§ Source:
>>>
Fri Nov 28, 2008 2:04pm EST

By Raymond Colitt

BRASILIA (Reuters) – Destruction of the Amazon forest in Brazil accelerated for the first time in four years, the government said on Friday, as high commodity prices tempted farmers and ranchers to slash more trees.

Satellite images showed nearly 4,633 square miles (12,000 sq km), or an area nearly the size of the U.S. state of Connecticut, were chopped down in the 12 months through July, the National Institute for Space Studies said.

That is up from 4,332 square miles (11,224 sq km) last year but still down from a peak of 10,570 square miles (27,379 sq km) in 2004.

Environment Minister Carlos Minc, at a news conference in the capital Brasilia, said he was dissatisfied with the figure but insisted it would have been much worse without government policies aimed at tackling illegal logging.

“Many had expected an increase of 30-40 percent and we managed to stabilize it,” Minc said.

“When you confiscate soy and beef it hurts them in the pocket,” he said, referring to several crackdowns this year.

The government this year increased policing, impounded farm products from illegally cleared land and cut financing for unregistered properties, stepping up its efforts after figures showed a spike in deforestation late last year.

But President Luiz Inacio Lula da Silva’s commitment to preserving the environment has come into question after Minc’s predecessor Marina Silva, known as an Amazon defender, resigned in May citing difficulty pushing through her agenda.
<<<
§ Instruction a:
Output the Amazon deforestation article word for word, in full.
The rows that follow are unrelated to the Amazon deforestation article.

§ Collection entries:
>>>
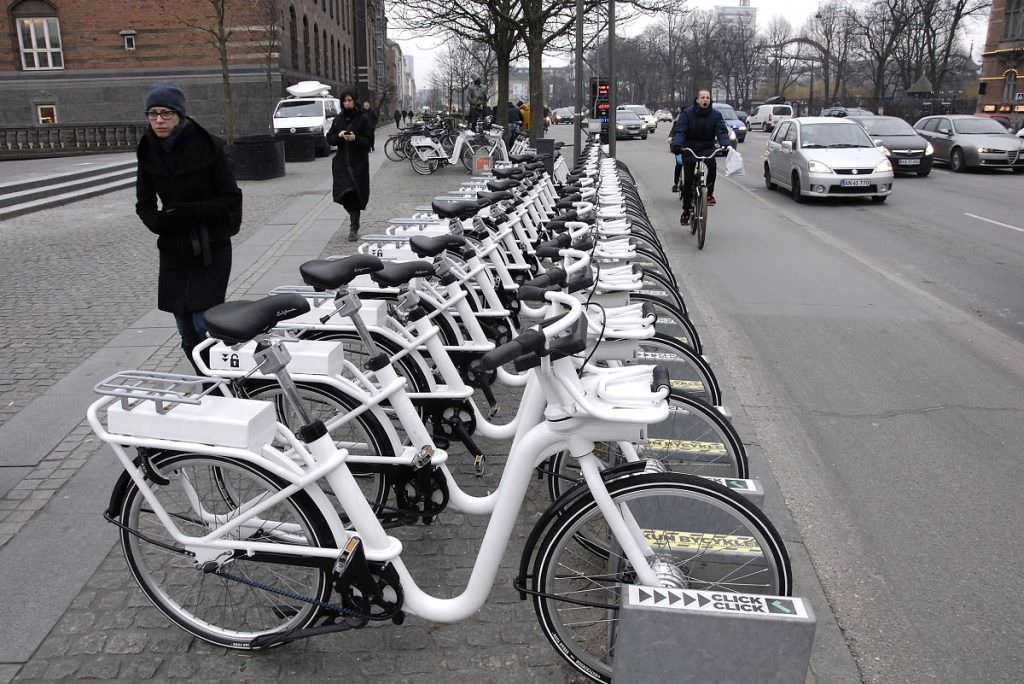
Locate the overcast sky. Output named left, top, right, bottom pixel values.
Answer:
left=390, top=0, right=987, bottom=88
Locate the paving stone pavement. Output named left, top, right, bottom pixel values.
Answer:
left=0, top=137, right=578, bottom=682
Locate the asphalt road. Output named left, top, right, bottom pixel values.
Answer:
left=598, top=124, right=1024, bottom=682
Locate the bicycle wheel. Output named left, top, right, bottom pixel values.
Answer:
left=240, top=380, right=393, bottom=517
left=530, top=473, right=793, bottom=682
left=121, top=452, right=335, bottom=649
left=548, top=391, right=750, bottom=501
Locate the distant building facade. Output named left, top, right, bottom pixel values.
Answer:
left=978, top=0, right=1024, bottom=128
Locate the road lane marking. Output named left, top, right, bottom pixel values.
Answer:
left=964, top=212, right=1024, bottom=232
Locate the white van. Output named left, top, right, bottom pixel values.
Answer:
left=271, top=81, right=341, bottom=156
left=746, top=104, right=793, bottom=131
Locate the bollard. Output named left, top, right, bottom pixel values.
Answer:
left=611, top=585, right=815, bottom=684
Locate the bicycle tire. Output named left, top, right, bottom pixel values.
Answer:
left=696, top=187, right=708, bottom=250
left=120, top=452, right=336, bottom=650
left=530, top=473, right=793, bottom=682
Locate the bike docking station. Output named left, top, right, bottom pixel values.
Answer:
left=611, top=585, right=816, bottom=684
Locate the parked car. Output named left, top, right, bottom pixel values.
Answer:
left=712, top=102, right=746, bottom=142
left=615, top=104, right=657, bottom=133
left=913, top=114, right=1024, bottom=173
left=551, top=106, right=572, bottom=124
left=764, top=117, right=893, bottom=203
left=615, top=108, right=647, bottom=140
left=746, top=104, right=793, bottom=132
left=847, top=116, right=935, bottom=177
left=820, top=105, right=874, bottom=117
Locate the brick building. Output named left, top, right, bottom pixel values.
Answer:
left=0, top=0, right=391, bottom=140
left=978, top=0, right=1024, bottom=128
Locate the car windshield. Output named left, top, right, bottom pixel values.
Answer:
left=800, top=123, right=874, bottom=147
left=715, top=104, right=739, bottom=120
left=273, top=100, right=324, bottom=119
left=953, top=117, right=1007, bottom=135
left=860, top=117, right=918, bottom=135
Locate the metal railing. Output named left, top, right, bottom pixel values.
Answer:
left=0, top=123, right=148, bottom=159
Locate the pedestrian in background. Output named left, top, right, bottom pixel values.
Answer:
left=327, top=90, right=373, bottom=243
left=135, top=83, right=242, bottom=373
left=362, top=99, right=377, bottom=152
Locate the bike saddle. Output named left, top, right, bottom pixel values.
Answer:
left=476, top=190, right=515, bottom=204
left=409, top=234, right=466, bottom=259
left=299, top=254, right=384, bottom=290
left=370, top=261, right=434, bottom=288
left=430, top=194, right=490, bottom=218
left=487, top=178, right=519, bottom=193
left=206, top=295, right=309, bottom=344
left=490, top=166, right=526, bottom=180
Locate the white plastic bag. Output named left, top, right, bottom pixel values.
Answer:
left=725, top=147, right=743, bottom=176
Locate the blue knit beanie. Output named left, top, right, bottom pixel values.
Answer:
left=145, top=82, right=185, bottom=119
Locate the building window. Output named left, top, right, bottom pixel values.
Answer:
left=15, top=16, right=63, bottom=71
left=36, top=104, right=57, bottom=125
left=288, top=5, right=299, bottom=69
left=1002, top=0, right=1024, bottom=40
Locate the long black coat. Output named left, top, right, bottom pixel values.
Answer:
left=135, top=119, right=242, bottom=313
left=327, top=110, right=374, bottom=211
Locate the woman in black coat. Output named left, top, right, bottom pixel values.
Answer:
left=135, top=83, right=242, bottom=374
left=327, top=90, right=373, bottom=243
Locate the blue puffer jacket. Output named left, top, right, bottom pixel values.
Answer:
left=672, top=104, right=729, bottom=157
<<<
§ Instruction b:
From the rows, return the lines running from the line with "Locate the asphalt" to the line with "left=611, top=585, right=816, bottom=684", both included, copied exactly and with nothing else.

§ Full answer a:
Fri Nov 28, 2008 2:04pm EST

By Raymond Colitt

BRASILIA (Reuters) – Destruction of the Amazon forest in Brazil accelerated for the first time in four years, the government said on Friday, as high commodity prices tempted farmers and ranchers to slash more trees.

Satellite images showed nearly 4,633 square miles (12,000 sq km), or an area nearly the size of the U.S. state of Connecticut, were chopped down in the 12 months through July, the National Institute for Space Studies said.

That is up from 4,332 square miles (11,224 sq km) last year but still down from a peak of 10,570 square miles (27,379 sq km) in 2004.

Environment Minister Carlos Minc, at a news conference in the capital Brasilia, said he was dissatisfied with the figure but insisted it would have been much worse without government policies aimed at tackling illegal logging.

“Many had expected an increase of 30-40 percent and we managed to stabilize it,” Minc said.

“When you confiscate soy and beef it hurts them in the pocket,” he said, referring to several crackdowns this year.

The government this year increased policing, impounded farm products from illegally cleared land and cut financing for unregistered properties, stepping up its efforts after figures showed a spike in deforestation late last year.

But President Luiz Inacio Lula da Silva’s commitment to preserving the environment has come into question after Minc’s predecessor Marina Silva, known as an Amazon defender, resigned in May citing difficulty pushing through her agenda.

§ Full answer b:
Locate the asphalt road. Output named left, top, right, bottom pixel values.
Answer:
left=598, top=124, right=1024, bottom=682
Locate the bicycle wheel. Output named left, top, right, bottom pixel values.
Answer:
left=240, top=380, right=393, bottom=517
left=530, top=473, right=793, bottom=682
left=121, top=452, right=335, bottom=649
left=548, top=391, right=750, bottom=501
Locate the distant building facade. Output named left, top, right, bottom pixel values.
Answer:
left=978, top=0, right=1024, bottom=128
Locate the road lane marking. Output named left, top, right, bottom pixel values.
Answer:
left=964, top=212, right=1024, bottom=232
Locate the white van. Output named left, top, right, bottom pixel values.
Answer:
left=271, top=81, right=341, bottom=156
left=746, top=104, right=793, bottom=131
Locate the bollard. Output named left, top, right, bottom pixel values.
Answer:
left=611, top=585, right=815, bottom=684
Locate the bicycle tire. Output named left, top, right, bottom pixel values.
Answer:
left=696, top=187, right=708, bottom=250
left=120, top=452, right=336, bottom=650
left=530, top=473, right=793, bottom=682
Locate the bike docking station. Output named left, top, right, bottom pixel values.
Answer:
left=611, top=585, right=816, bottom=684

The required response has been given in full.